■ TASK ■
In the records that follow, the lines from the one containing "Reviewer note: check that each instance of the shadow" to the one containing "Reviewer note: check that each instance of the leafy", inclusive, are to be given again exactly.

■ EXERCISE DATA ■
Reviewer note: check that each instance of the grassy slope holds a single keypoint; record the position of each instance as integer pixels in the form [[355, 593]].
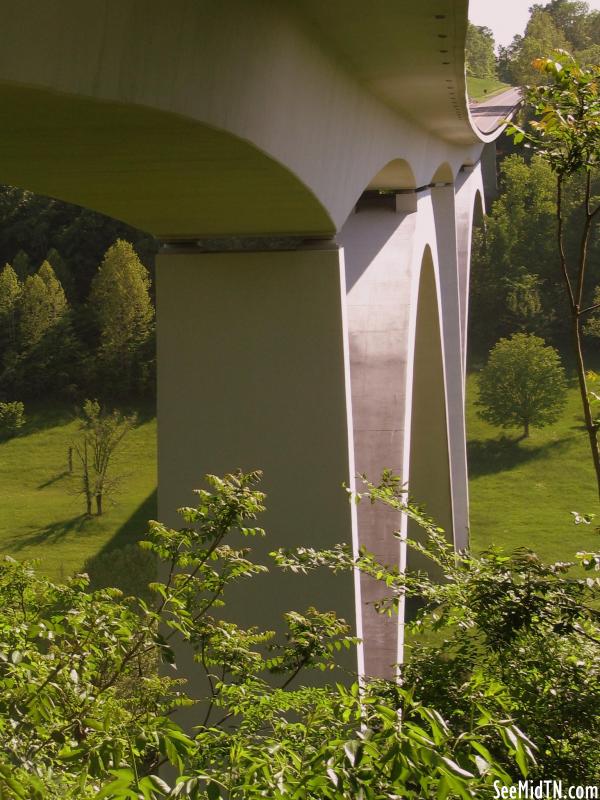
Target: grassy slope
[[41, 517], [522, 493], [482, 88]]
...
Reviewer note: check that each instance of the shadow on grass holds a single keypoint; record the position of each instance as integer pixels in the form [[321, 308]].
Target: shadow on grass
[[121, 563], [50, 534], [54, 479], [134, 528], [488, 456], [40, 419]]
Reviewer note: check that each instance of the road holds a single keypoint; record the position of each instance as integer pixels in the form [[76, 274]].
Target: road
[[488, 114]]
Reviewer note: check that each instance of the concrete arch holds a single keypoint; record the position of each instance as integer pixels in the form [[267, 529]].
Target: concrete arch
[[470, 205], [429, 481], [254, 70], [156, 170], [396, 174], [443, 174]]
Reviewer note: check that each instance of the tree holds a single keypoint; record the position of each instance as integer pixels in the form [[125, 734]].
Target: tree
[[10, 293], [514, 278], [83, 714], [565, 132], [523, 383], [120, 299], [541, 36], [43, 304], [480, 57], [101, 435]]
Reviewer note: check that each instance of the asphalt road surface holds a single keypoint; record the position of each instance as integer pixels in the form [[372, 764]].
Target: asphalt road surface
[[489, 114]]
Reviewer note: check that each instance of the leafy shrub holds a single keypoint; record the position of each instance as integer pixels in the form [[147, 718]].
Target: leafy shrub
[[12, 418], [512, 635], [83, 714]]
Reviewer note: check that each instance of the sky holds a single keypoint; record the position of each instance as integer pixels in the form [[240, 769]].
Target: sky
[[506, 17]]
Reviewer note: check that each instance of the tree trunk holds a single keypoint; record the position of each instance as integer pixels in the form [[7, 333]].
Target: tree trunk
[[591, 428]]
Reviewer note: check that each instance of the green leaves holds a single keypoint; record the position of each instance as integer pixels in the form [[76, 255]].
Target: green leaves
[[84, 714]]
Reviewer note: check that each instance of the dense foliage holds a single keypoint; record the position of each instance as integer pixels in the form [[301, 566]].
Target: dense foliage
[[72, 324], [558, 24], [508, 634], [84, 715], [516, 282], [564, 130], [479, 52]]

■ EXERCISE RESULT ■
Reviewer note: check that each instance of the shadow on grass holds a single keypoint; record the position of each instance as integer pixels in the form [[321, 308]].
Target: shadow on grass
[[121, 563], [50, 534], [54, 479], [134, 528], [488, 456], [40, 419]]
Reviewer note: check that each instance of the road holds a single keypoint; record the position of each instance as integer pixels in the form [[76, 274]].
Target: road
[[488, 114]]
Reviewer note: check that each instance of the concrete arch holds a single keypoint; record the position of each instance as integer pixels in the form [[267, 529]].
Target: concrete arch
[[470, 205], [429, 481], [254, 70], [156, 170], [396, 174], [443, 174]]
Reviewer note: check that each instance of the tree holds a single keypoint; record the position of each instance as integer pixels in the form [[125, 734]].
Target: tree
[[10, 293], [514, 278], [83, 714], [565, 132], [523, 383], [120, 299], [541, 36], [43, 304], [480, 57], [101, 435]]
Reviewer note: check that each instance of the asphalt road surface holds a single keypoint; record the position of each instance as integer pixels in the form [[372, 764]].
Target: asphalt road surface
[[489, 114]]
Reviewer note: check that each instance of the leafy shrub holds a single keypoint; record the position of each instance as integer pixels in the form [[147, 718]].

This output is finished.